» **Extract**:

Rigid airship manufacturers and operators, including Luftsciffbau Zeppelin Gmbh of Germany, adopted these same buoyancy control methods. Their airships, which became known as zeppelins, controlled lift primarily through the use of conventional aerostatic means. Hydrogen was vented through valves on the top of the airship, reducing lift, and ballast water was released to increase lift. Additionally, the airship could be flown with the nose pitched up or down by using aerodynamic elevators, creating positive or negative aerodynamic lift, but in so doing inducing significant drag, thus reducing the efficiency of the airship. As the shape of the airship was maintained by its rigid structure, there was no obvious need for the ballonet.
The discovery of helium, a nonflammable gas with perceived safety advantages first identified on Earth in 1895, led to its use in 1921 by the United States Navy in the pressure airship C-7. It became immediately apparent that the practice of venting helium would be quite expensive and other techniques were required for economical operation. As the Navy embraced helium for its rigid airships beginning with the Shenandoah, first flown in 1923, they incorporated an exhaust gas water recovery system to help offset the consumption of fuel and resulting decrease in weight during a flight. Experience with this ship lead to design innovations in the later airships Akron and Macon, including an improved exhaust gas water recovery system facilitated by the placement of the engines within the hull. While these methods were sufficient for replacing the weight of fuel consumed in flight, it could not be employed for significant asymmetrical cargo operations.
Other proposed prior methods have included the direct compression of either the lifting gas or air into small high-pressure storage containers. It has generally been found that such pressurization requires heavier and more energy intensive compressors, heavy storage containers, and often the use of gas cooling and heating systems to remove or add heat to the gases undergoing anisothermal volumetric change. Because the current invention requires applying only relatively small changes in pressure upon a larger volume, the required materials add less weight and the system uses less power. Another proposed prior method involves the intake and expulsion of water for use as ballast. Such a system is complex, expensive, heavy, and susceptible to fouling, and has many practical limitations including the availability of water at cargo destinations. A third proposed prior method has been the combination of aerodynamic lift with a lighter-than-air vehicle. Rather than merely operating a symmetrical airship with the nose pitched up as before, such designs incorporate a lifting-body geometry. Such hybrid designs have been proposed specifically to handle the asymmetric lift problem, however they introduce more problems than they solve. Namely, the hybrid suffers induced drag that results from aerodynamic lift and requires forward momentum to become airborne. The significant decrease in efficiency due to induced drag alone makes the hybrid vehicle approach economically less attractive.

» **Your objective**: Can you transcribe the passage on airship buoyancy control word for word, from "Rigid airship manufacturers" up to and including "for the ballonet."?

» **Data listing**:
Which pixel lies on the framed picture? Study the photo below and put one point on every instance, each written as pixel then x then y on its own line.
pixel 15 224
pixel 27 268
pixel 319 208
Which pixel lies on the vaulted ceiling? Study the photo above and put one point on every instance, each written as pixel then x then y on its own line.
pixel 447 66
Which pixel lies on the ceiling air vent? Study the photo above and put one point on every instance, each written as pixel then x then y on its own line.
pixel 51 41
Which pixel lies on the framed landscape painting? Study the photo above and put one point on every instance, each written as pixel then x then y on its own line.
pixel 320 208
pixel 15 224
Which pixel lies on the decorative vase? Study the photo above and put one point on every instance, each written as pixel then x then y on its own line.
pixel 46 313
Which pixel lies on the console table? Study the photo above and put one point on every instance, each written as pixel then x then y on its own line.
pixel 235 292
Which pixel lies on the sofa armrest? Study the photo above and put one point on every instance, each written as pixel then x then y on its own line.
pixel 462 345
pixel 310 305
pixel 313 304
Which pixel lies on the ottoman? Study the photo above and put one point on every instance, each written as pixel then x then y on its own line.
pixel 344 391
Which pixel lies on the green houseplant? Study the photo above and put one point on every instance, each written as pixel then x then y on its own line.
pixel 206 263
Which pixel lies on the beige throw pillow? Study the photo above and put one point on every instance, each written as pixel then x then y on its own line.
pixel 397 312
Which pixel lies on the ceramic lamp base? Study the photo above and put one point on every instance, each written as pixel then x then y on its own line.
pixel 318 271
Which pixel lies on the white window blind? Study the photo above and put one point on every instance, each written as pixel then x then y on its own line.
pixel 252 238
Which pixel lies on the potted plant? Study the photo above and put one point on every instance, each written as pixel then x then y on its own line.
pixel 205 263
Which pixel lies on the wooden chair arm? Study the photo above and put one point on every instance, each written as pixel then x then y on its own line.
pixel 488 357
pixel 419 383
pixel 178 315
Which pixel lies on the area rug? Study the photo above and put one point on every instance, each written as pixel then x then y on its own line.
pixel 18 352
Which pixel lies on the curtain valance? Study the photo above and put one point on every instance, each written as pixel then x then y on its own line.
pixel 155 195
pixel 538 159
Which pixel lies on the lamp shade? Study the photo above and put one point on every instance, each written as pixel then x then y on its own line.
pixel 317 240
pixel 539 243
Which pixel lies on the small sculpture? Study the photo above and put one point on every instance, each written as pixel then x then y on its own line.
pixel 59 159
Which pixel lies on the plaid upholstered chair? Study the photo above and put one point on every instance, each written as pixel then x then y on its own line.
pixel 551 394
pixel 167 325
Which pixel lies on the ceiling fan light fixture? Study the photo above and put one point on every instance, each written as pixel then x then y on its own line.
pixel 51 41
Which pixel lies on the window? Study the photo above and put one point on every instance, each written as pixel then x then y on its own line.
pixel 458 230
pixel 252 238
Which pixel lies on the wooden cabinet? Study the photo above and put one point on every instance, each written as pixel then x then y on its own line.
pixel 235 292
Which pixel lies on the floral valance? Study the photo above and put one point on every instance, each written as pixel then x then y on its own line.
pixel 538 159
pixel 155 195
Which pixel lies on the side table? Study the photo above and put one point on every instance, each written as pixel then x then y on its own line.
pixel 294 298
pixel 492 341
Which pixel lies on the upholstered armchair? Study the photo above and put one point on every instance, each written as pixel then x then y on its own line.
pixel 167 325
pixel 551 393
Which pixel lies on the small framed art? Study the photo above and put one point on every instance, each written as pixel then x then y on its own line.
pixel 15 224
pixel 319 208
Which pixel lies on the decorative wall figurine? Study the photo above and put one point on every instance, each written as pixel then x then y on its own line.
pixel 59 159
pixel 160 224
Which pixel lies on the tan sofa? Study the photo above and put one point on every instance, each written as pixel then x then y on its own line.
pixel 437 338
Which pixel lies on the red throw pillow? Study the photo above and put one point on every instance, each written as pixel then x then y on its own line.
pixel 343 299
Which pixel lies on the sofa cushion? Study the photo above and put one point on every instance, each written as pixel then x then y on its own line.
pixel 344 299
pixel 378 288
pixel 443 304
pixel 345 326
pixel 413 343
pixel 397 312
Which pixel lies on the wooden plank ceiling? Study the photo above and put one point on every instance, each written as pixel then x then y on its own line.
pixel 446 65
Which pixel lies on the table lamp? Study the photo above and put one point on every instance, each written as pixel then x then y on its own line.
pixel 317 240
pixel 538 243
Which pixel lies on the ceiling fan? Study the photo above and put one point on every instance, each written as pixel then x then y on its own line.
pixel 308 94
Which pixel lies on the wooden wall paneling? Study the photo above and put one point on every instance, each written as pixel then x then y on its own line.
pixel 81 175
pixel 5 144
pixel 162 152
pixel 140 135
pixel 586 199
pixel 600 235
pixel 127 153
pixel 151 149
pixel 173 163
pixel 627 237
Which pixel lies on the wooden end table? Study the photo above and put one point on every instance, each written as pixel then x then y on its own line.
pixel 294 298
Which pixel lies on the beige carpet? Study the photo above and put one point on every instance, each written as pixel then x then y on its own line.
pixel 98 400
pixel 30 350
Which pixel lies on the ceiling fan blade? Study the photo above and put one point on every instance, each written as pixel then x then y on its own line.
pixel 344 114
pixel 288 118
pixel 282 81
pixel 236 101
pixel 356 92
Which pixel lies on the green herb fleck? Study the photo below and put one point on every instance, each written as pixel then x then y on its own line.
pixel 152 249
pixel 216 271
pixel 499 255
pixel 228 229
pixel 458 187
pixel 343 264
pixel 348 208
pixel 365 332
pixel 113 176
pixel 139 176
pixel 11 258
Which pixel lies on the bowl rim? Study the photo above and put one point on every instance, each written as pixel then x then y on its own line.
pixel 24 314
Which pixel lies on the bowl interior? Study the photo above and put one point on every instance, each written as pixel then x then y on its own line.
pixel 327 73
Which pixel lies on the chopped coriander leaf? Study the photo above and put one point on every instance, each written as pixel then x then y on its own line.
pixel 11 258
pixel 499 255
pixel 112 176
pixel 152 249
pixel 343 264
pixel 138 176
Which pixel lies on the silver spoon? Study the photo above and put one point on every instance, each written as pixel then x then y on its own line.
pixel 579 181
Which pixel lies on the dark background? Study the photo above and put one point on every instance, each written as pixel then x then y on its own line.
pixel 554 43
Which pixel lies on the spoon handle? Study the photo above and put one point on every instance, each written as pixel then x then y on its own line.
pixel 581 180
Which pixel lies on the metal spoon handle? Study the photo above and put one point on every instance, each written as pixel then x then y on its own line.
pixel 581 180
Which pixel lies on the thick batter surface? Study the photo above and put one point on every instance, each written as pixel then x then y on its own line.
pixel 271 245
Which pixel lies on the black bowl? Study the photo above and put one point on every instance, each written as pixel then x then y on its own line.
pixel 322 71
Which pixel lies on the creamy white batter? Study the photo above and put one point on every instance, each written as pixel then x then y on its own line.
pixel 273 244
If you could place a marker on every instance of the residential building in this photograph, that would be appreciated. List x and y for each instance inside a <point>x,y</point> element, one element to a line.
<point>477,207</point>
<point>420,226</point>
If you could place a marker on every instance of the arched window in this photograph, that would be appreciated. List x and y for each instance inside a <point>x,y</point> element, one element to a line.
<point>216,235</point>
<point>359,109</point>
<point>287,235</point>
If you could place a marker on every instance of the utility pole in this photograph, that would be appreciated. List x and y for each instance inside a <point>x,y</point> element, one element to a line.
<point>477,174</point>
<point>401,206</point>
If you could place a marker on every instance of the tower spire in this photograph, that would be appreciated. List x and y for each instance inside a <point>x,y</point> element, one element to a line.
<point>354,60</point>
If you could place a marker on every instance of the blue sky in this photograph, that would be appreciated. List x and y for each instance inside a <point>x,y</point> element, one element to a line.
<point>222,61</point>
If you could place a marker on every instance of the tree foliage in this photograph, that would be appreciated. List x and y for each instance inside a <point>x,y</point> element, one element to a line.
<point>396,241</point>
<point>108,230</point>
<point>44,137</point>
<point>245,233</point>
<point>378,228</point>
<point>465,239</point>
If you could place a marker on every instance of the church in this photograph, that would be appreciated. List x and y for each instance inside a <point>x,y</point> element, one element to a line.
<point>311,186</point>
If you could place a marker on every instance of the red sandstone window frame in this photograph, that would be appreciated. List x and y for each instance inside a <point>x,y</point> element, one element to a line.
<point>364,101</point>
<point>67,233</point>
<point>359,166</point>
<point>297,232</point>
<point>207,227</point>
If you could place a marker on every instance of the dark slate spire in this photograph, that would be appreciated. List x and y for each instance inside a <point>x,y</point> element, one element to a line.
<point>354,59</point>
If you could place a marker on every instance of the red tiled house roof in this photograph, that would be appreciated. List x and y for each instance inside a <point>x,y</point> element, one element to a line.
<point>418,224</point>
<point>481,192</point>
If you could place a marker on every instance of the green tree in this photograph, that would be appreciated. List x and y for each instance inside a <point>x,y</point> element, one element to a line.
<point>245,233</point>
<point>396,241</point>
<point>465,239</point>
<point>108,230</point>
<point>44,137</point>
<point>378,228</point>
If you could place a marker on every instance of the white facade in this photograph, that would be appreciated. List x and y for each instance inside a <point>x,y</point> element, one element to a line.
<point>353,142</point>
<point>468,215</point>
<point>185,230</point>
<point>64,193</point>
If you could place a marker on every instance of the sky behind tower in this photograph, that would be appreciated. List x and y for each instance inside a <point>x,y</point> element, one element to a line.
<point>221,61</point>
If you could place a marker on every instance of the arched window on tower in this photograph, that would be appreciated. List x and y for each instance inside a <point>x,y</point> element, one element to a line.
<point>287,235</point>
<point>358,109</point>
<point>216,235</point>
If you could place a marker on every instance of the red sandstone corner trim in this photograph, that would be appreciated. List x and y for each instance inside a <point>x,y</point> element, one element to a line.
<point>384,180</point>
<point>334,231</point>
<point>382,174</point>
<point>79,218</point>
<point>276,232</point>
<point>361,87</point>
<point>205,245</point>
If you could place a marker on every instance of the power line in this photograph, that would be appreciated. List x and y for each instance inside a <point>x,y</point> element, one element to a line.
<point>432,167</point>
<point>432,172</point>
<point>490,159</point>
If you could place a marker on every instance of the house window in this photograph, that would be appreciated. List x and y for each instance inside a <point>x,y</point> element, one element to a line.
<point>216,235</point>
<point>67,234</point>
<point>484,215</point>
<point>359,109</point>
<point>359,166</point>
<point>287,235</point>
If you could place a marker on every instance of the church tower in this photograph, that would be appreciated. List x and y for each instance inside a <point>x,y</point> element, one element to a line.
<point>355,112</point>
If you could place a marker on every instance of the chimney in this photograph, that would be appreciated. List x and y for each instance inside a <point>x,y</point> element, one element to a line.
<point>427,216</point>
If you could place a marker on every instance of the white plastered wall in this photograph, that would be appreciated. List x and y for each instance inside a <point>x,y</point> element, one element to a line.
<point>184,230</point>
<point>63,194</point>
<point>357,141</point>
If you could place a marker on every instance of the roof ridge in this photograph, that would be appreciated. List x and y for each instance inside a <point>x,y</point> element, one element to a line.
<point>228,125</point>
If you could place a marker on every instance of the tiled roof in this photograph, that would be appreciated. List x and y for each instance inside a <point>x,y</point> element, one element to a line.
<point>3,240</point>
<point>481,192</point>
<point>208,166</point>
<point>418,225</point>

» **Answer to the exercise**:
Rigid airship manufacturers and operators, including Luftsciffbau Zeppelin Gmbh of Germany, adopted these same buoyancy control methods. Their airships, which became known as zeppelins, controlled lift primarily through the use of conventional aerostatic means. Hydrogen was vented through valves on the top of the airship, reducing lift, and ballast water was released to increase lift. Additionally, the airship could be flown with the nose pitched up or down by using aerodynamic elevators, creating positive or negative aerodynamic lift, but in so doing inducing significant drag, thus reducing the efficiency of the airship. As the shape of the airship was maintained by its rigid structure, there was no obvious need for the ballonet.